STATED EXERCISE ->
Could you give every item below as a JSON list of strings, one string per line with blank lines omitted? Leave the pictures out.

— Start DATA ENTRIES —

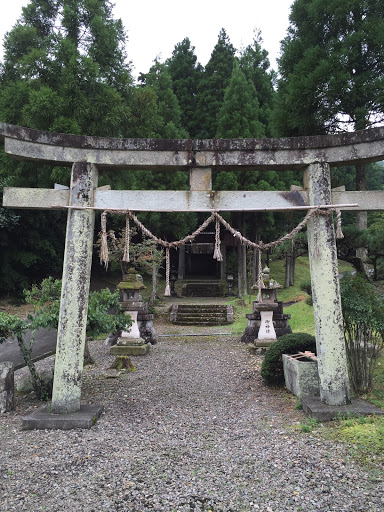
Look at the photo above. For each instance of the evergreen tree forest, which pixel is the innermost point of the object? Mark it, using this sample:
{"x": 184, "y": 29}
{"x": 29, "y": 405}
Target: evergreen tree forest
{"x": 65, "y": 69}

— End DATA ENTRIES —

THE REPLY ->
[
  "Look at the photo above. For each instance of the evergreen tree forest, which pixel is the innermost point of the object? Mark it, using this sample:",
  "{\"x\": 184, \"y\": 29}",
  "{\"x\": 29, \"y\": 405}",
  "Target: evergreen tree forest",
  "{\"x\": 65, \"y\": 69}"
]